PROBLEM STATEMENT: Set every entry down again exactly, omitting none.

Data excerpts
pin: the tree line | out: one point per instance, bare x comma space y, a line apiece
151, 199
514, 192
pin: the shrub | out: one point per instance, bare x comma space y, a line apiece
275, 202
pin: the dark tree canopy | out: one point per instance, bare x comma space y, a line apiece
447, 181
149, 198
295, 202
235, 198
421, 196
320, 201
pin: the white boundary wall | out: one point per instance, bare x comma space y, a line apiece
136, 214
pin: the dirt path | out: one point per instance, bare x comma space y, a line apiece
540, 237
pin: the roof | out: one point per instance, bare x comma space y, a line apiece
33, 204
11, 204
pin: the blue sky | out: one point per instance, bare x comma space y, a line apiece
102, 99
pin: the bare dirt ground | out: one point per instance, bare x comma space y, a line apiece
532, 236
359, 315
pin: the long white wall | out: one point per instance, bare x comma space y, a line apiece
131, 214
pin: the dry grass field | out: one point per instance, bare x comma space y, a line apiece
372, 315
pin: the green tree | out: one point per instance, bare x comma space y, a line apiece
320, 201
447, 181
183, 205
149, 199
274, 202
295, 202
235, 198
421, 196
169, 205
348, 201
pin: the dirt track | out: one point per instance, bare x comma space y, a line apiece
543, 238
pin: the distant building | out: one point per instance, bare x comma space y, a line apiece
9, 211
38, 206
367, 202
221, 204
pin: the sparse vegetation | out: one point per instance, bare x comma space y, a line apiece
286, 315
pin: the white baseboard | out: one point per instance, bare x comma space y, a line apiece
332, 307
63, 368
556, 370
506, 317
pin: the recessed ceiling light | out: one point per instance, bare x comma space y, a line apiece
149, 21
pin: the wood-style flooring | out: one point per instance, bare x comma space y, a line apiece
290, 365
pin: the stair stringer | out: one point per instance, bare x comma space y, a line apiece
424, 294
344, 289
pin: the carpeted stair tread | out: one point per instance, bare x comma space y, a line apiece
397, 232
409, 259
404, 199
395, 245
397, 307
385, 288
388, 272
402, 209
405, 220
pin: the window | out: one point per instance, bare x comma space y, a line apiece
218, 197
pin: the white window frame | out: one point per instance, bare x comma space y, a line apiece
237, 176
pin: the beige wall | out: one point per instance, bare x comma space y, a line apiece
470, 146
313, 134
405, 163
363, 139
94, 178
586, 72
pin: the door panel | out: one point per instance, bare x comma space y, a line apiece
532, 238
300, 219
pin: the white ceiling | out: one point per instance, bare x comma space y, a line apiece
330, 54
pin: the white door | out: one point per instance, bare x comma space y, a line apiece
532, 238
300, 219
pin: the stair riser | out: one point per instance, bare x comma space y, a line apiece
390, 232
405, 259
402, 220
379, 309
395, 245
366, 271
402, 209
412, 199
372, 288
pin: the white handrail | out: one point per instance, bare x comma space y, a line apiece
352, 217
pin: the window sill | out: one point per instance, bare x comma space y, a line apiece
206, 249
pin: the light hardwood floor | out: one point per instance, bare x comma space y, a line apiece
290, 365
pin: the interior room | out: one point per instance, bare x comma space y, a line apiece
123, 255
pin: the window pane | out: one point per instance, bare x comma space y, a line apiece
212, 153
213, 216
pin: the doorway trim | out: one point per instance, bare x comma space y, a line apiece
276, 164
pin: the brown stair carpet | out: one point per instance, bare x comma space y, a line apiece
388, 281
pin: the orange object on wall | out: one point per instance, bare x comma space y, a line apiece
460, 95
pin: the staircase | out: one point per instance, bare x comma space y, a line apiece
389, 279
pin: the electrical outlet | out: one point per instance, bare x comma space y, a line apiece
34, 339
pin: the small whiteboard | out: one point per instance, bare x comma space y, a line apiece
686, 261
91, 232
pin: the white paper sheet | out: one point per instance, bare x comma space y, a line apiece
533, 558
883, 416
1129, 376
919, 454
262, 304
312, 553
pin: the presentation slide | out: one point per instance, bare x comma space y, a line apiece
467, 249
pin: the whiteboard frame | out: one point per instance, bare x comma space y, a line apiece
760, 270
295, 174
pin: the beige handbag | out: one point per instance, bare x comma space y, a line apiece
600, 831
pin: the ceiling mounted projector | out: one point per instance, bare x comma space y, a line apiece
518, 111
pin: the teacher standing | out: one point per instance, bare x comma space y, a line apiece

RESPONSE BELOW:
pin: the tree line | out: one point per instance, bare x comma space y, a line apiece
151, 199
514, 192
pin: the shrub | out: one point per instance, bare x comma space y, a line apiece
275, 202
pin: the dark tree canopy | out: one point per instance, bare x comma space y, a line apiece
447, 181
149, 198
295, 202
235, 198
421, 196
320, 201
pin: the white boundary wall | out: one point per instance, bare x comma space y, a line apiece
136, 214
pin: the dirt path | out: one point per instance, bare x comma space y, a line apiece
540, 237
pin: the roof | out: one point per instance, bare x comma space y, a line apiece
33, 204
11, 204
pin: the blue sky | out: one point per instance, bare x comma space y, a line apiece
102, 99
pin: the bare dirt ground | out: one point per instance, bare x comma space y, a line apiece
532, 236
359, 315
pin: the long white wall | out: one point per instance, bare x comma space y, a line apiece
131, 214
pin: the dry grass field | out: one point per instance, bare x comma space y, a line apiece
372, 315
pin: the green tree | out: one point per instance, bare x comma space y, a line apiece
320, 201
447, 181
183, 205
149, 199
274, 202
295, 202
235, 198
421, 196
169, 205
348, 201
pin: the dirt track | out: one point per instance, bare x comma space y, a line apiece
543, 238
pin: the distant building | out: one point per instance, bare x comma space y, a line apiece
9, 211
38, 206
367, 202
221, 204
pin: the sparse vegetation | out: one point per instance, bare x comma space y, a line apiece
286, 315
pin: the white baseboard | out: one point per instance, bare x comma space y, a line apiece
332, 307
63, 368
556, 370
506, 317
pin: the recessed ceiling light | out: one point per instance, bare x comma space y, a line apiece
149, 21
pin: the wood-style flooring | out: one point per instance, bare x comma space y, a line apiece
290, 365
pin: the stair stringer | out: one point per instance, bare x comma space y, a line apiece
424, 294
344, 289
pin: the carpeted stair tread | out: one point per instance, bare x comma space y, a line apiece
397, 232
409, 259
404, 199
395, 245
397, 307
385, 288
388, 272
402, 209
405, 220
pin: the window | out: one point per instance, bare x comma space y, a line apiece
218, 197
pin: the white window frame | out: one point per instance, bare x comma space y, a line apiece
237, 176
pin: the beige wall | out: one point per instance, bare x comma space y, a line apiece
470, 146
313, 134
405, 163
363, 139
94, 178
586, 72
pin: the door panel | out: one point per instance, bare x comma space y, a line apiece
532, 238
300, 219
pin: the white ceiling | out: one point per instance, bare x comma space y, a line apiece
330, 54
pin: the white door | out: one point per instance, bare x comma space y, a line apiece
532, 238
300, 219
pin: the stair riser | out: one point per instance, bare x comma space y, a line apiece
390, 232
405, 259
402, 220
379, 309
395, 245
366, 271
402, 209
412, 199
372, 288
pin: the white handrail | out: one point per instance, bare x comma space y, a line apiece
352, 217
pin: the window sill | out: one point per instance, bare x comma space y, a line apiece
206, 249
pin: the light hardwood floor | out: one point per instance, bare x comma space y, a line apiece
290, 365
pin: the interior room | out: one point per instance, bare x comma space y, a line apiece
123, 255
pin: the window pane | out: one point per instance, bare x comma space y, a line apiece
212, 153
213, 216
pin: the doorway trim | out: one point per instance, bare x comma space y, a line apiece
276, 164
pin: the brown stair carpet | out: one point per instance, bare x comma space y, a line apiece
388, 281
pin: the orange object on wall | out: one point per instance, bare x comma space y, a line apiece
460, 95
pin: the staircase | out: one point per instance, bare x comma space y, a line apiece
389, 279
pin: the electrical outlet | out: one point per instance, bare x comma space y, a line apiece
34, 339
pin: the small whiteboard | out: one point per instance, bare x comma space y, a line apiece
686, 261
91, 232
pin: the white paper sheet | out: one point per instance, bare x comma space y, a line apiece
533, 558
883, 416
1129, 376
919, 454
262, 304
312, 553
pin: the presentation slide | out: one point per instance, bare x comma space y, a line apiece
467, 249
pin: the whiteboard frame | out: one point per instance, bare x comma space y, a line apiece
760, 270
295, 174
pin: the beige handbag | out: one point per instance, bare x comma space y, a line apiece
600, 831
pin: the ceiling mounted projector | out: one point per instance, bare x comma space y, a line apiece
518, 111
pin: the teacher standing | out: one point per instance, bare x comma space y, a line apiece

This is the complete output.